#### 記述課題 1
以下のボックス注釈データの一覧を、一字も変えずにすべてそのまま繰り返すこと。

#### 選択抜粋

*-*-*

鋼材内部の水素量の正確な測定方法

2023/12/05 11:38 By Tech Manage

試験鋼材サンプルの「外側」の環境中水素量を正確に同時測定することで、鋼材内部の水素量を測定できる

Advantages

  • 鋼材内部の水素量を、非破壊で正確かつリアルタイムに把握でき、水素脆化の対策に役立つ
  • 過度な水素脆化加速試験が不要になり、コスト削減に繋がる

Background and Technology

鋼材は、その内部に水素原子が取り込まれることで靭性が低下し、もろくなる水素脆化の問題が知られている。そのメカニズムはまだ完全には解明されていないが、機械的強度の高い高強度鋼や高張力鋼では特に水素脆化感受性が高いと言われており、さらに前触れもなく突然破断する「遅れ破壊」は鉄鋼メーカーや自動車メーカーにとって非常に大きな問題となっている。

*-*-*

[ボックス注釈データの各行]
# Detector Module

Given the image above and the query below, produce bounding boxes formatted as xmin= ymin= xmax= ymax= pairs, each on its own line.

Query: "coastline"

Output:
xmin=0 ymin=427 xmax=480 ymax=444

*-*-*

#### 記述課題 2
上の鋼材内部の水素量に関する文章を、「2023/12/05 11:38 By」を含む語句から始めて「常に大きな問題となっている。」の後で止め、正確に複製すること。

#### 最終結果 1
# Detector Module

Given the image above and the query below, produce bounding boxes formatted as xmin= ymin= xmax= ymax= pairs, each on its own line.

Query: "coastline"

Output:
xmin=0 ymin=427 xmax=480 ymax=444

#### 最終結果 2
2023/12/05 11:38 By Tech Manage

試験鋼材サンプルの「外側」の環境中水素量を正確に同時測定することで、鋼材内部の水素量を測定できる

Advantages

  • 鋼材内部の水素量を、非破壊で正確かつリアルタイムに把握でき、水素脆化の対策に役立つ
  • 過度な水素脆化加速試験が不要になり、コスト削減に繋がる

Background and Technology

鋼材は、その内部に水素原子が取り込まれることで靭性が低下し、もろくなる水素脆化の問題が知られている。そのメカニズムはまだ完全には解明されていないが、機械的強度の高い高強度鋼や高張力鋼では特に水素脆化感受性が高いと言われており、さらに前触れもなく突然破断する「遅れ破壊」は鉄鋼メーカーや自動車メーカーにとって非常に大きな問題となっている。